DATA EXCERPTS:
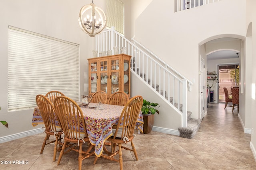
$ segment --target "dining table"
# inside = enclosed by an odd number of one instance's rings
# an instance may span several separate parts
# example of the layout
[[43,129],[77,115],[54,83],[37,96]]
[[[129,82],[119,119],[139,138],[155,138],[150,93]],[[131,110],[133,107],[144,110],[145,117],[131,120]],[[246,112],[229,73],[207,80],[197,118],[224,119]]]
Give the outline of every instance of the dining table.
[[[90,143],[95,146],[95,155],[100,157],[103,151],[105,141],[113,135],[112,127],[116,125],[124,106],[102,104],[100,109],[96,109],[98,104],[90,103],[87,107],[80,105],[84,119],[88,137]],[[32,125],[43,123],[40,111],[38,107],[34,110]],[[143,117],[141,111],[137,118],[136,127],[138,131],[143,133]],[[60,123],[56,121],[56,127],[60,127]]]

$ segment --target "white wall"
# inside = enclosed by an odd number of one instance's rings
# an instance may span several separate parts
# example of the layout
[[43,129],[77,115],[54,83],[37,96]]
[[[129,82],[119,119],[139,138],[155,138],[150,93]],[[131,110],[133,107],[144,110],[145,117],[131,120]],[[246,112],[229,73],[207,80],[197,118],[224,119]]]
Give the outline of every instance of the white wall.
[[[207,60],[207,70],[209,72],[215,71],[218,73],[218,65],[226,64],[238,64],[239,63],[239,59],[238,57],[235,59],[222,59],[218,60]],[[210,81],[208,81],[210,82]],[[213,88],[211,90],[214,91],[214,103],[217,103],[218,98],[217,90],[218,86],[217,84],[214,84]]]
[[[105,10],[104,2],[96,5]],[[0,137],[39,128],[32,125],[33,109],[8,111],[8,27],[11,25],[80,45],[80,93],[88,94],[88,61],[93,57],[94,38],[81,30],[80,9],[89,0],[0,0]]]
[[[247,34],[247,36],[250,39],[251,39],[251,41],[252,42],[252,44],[255,45],[256,44],[256,29],[255,29],[255,23],[256,23],[256,11],[255,10],[255,7],[256,6],[256,1],[254,0],[247,0],[246,1],[246,27],[248,28],[248,32]],[[252,23],[252,24],[250,24],[251,23]],[[250,31],[249,31],[250,29]],[[247,31],[247,30],[246,30]],[[246,37],[247,38],[247,37]],[[250,50],[250,51],[249,52],[248,50]],[[256,63],[256,49],[255,48],[254,48],[252,46],[250,46],[250,49],[246,50],[246,52],[249,53],[250,55],[251,55],[252,58],[251,60],[249,61],[251,61],[252,64],[254,64]],[[251,77],[252,84],[250,85],[251,86],[253,86],[254,88],[255,88],[255,84],[256,84],[256,67],[253,66],[252,67],[251,70],[250,70],[252,73],[252,76]],[[247,89],[246,89],[247,90]],[[255,123],[255,120],[256,120],[256,113],[255,110],[256,110],[256,102],[255,102],[255,92],[250,92],[250,102],[248,102],[249,105],[250,105],[250,107],[251,109],[251,115],[250,117],[248,117],[248,119],[250,119],[252,124],[252,137],[251,137],[251,142],[250,143],[251,149],[254,153],[254,158],[256,158],[256,135],[255,135],[255,131],[256,130],[256,123]],[[250,106],[248,107],[250,107]]]

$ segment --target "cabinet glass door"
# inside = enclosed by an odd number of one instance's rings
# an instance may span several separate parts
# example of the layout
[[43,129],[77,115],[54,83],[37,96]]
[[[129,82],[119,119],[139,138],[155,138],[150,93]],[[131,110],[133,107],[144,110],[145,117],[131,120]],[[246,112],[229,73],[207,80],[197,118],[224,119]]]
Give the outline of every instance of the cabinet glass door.
[[129,94],[129,61],[124,60],[124,92],[127,94]]
[[118,59],[114,59],[111,61],[111,94],[119,91],[120,63]]
[[94,93],[97,91],[97,62],[90,63],[91,66],[91,92]]
[[108,61],[101,60],[100,61],[100,90],[108,93]]

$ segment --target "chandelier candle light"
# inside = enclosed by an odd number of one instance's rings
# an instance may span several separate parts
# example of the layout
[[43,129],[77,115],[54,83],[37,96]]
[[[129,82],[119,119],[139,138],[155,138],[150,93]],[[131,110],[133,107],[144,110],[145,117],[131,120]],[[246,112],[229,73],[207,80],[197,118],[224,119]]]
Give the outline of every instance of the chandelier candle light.
[[102,31],[106,22],[105,13],[102,9],[95,6],[93,0],[91,4],[84,6],[80,10],[79,26],[90,37],[94,37]]

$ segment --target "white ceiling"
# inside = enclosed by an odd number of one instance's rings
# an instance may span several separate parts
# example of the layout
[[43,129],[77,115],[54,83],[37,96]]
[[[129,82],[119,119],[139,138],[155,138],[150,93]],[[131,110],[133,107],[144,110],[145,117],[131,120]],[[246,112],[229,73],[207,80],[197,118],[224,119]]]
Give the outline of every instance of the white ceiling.
[[[207,60],[237,58],[237,52],[231,50],[222,50],[207,55]],[[239,54],[238,54],[239,55]]]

EXERCISE: Copy every line of the entries above with "outline" swapped for "contour" wherever it occurs, changing nothing else. Leave the pictures out of your copy.

THE SOLUTION:
$ segment --target "dining table"
# inside = enclosed by an odd number of one instance's rings
# an instance may span several separate parts
# example of the layout
[[43,129],[77,115],[54,83],[37,96]]
[[[129,82],[119,119],[139,138],[155,138],[150,93]],[[131,110],[133,107],[144,110],[145,117],[131,120]],[[246,112],[229,73],[207,80],[197,118],[224,119]]]
Give the contour of every instance of the dining table.
[[[90,143],[95,146],[95,155],[100,157],[103,151],[105,141],[113,135],[112,127],[116,125],[124,106],[102,104],[100,109],[96,109],[98,104],[90,103],[87,107],[80,105],[84,119],[88,137]],[[32,125],[43,123],[40,111],[38,107],[34,110]],[[143,117],[141,111],[137,118],[136,127],[138,131],[143,133]],[[60,123],[56,121],[56,127],[60,127]]]

$ segment --target "white wall"
# inside = enclosed by an odd number of one instance's rings
# an instance may span several separate parts
# example of the layout
[[43,129],[77,115],[54,83],[37,96]]
[[[129,82],[119,119],[139,138],[155,138],[150,93]],[[131,110],[133,107],[144,110],[145,117],[131,120]],[[246,112],[229,73],[207,80],[197,118],[224,119]]]
Give the contour of every instance of the white wall.
[[[207,60],[207,70],[209,72],[215,71],[218,73],[218,65],[226,64],[238,64],[239,63],[239,59],[238,57],[235,59],[222,59],[218,60]],[[210,81],[208,81],[210,82]],[[213,88],[211,90],[214,91],[214,103],[217,103],[218,98],[217,90],[218,86],[217,84],[214,84]]]
[[[105,10],[104,2],[96,5]],[[0,137],[39,128],[32,125],[33,109],[8,111],[8,27],[11,25],[80,45],[80,93],[88,94],[88,61],[93,57],[94,38],[81,30],[80,9],[89,0],[0,0]]]
[[[247,34],[247,36],[250,39],[251,39],[251,41],[252,42],[252,44],[255,45],[256,44],[256,29],[255,29],[255,23],[256,23],[256,11],[255,10],[255,7],[256,6],[256,1],[254,0],[247,0],[246,1],[246,27],[248,28],[248,32]],[[252,23],[252,24],[250,24],[251,23]],[[250,31],[249,31],[250,29]],[[247,31],[247,30],[246,30]],[[246,37],[247,38],[247,37]],[[250,50],[250,51],[249,52],[248,50]],[[256,63],[256,49],[255,48],[254,48],[252,46],[250,46],[250,49],[246,50],[246,52],[249,53],[250,55],[251,55],[252,58],[251,60],[249,61],[251,61],[252,64],[254,64]],[[251,77],[252,84],[250,85],[251,86],[253,86],[254,88],[255,88],[255,84],[256,84],[256,67],[253,66],[252,67],[251,70],[250,70],[252,73],[252,76]],[[247,89],[246,89],[247,90]],[[255,123],[255,120],[256,120],[256,113],[255,110],[256,110],[256,102],[255,102],[255,92],[250,92],[250,102],[248,102],[249,105],[250,105],[250,107],[251,109],[251,115],[250,117],[248,117],[248,119],[250,119],[252,124],[252,137],[251,137],[251,142],[250,143],[251,149],[254,153],[254,158],[256,158],[256,135],[255,135],[255,131],[256,130],[256,123]],[[250,106],[248,107],[250,107]]]

$ segment --target "cabinet glass door"
# inside = enclosed by an odd number of one instance's rings
# an instance may span several separate parts
# example of the layout
[[43,129],[77,115],[54,83],[37,96]]
[[[129,82],[119,119],[139,138],[155,138],[150,93]],[[131,110],[133,107],[144,110],[145,117],[131,120]],[[246,112],[229,73],[207,80],[197,118],[224,119]]]
Give the contour of every instance of the cabinet glass door.
[[129,94],[129,61],[124,60],[124,92],[127,94]]
[[118,59],[114,59],[111,61],[111,94],[119,91],[120,63]]
[[94,93],[97,91],[97,62],[90,63],[91,66],[91,92]]
[[108,61],[101,60],[100,61],[100,90],[108,93]]

$ segment --target "chandelier candle light"
# inside = enclosed by an odd number of one instance's rings
# an instance may span several separate parts
# example of the layout
[[43,129],[77,115],[54,83],[37,96]]
[[[129,82],[119,119],[139,138],[155,138],[150,93]],[[131,110],[133,107],[144,110],[145,117],[131,120]],[[246,112],[229,73],[207,80],[197,118],[224,119]]]
Give the contour of every instance of the chandelier candle light.
[[102,31],[106,22],[105,13],[102,9],[95,6],[93,0],[91,4],[84,6],[80,10],[79,26],[90,37],[94,37]]

$ segment --target "white ceiling"
# inside = enclosed by an odd number of one instance's rings
# an instance may span several separate parts
# example of the layout
[[43,129],[77,115],[54,83],[37,96]]
[[[129,82],[119,119],[139,138],[155,138],[150,93]],[[131,110],[133,107],[144,110],[145,117],[131,120]],[[246,112],[229,73],[207,80],[197,118],[224,119]]]
Give the contour of every instance of the white ceiling.
[[[207,60],[237,58],[237,52],[231,50],[222,50],[207,55]],[[239,54],[238,54],[239,55]]]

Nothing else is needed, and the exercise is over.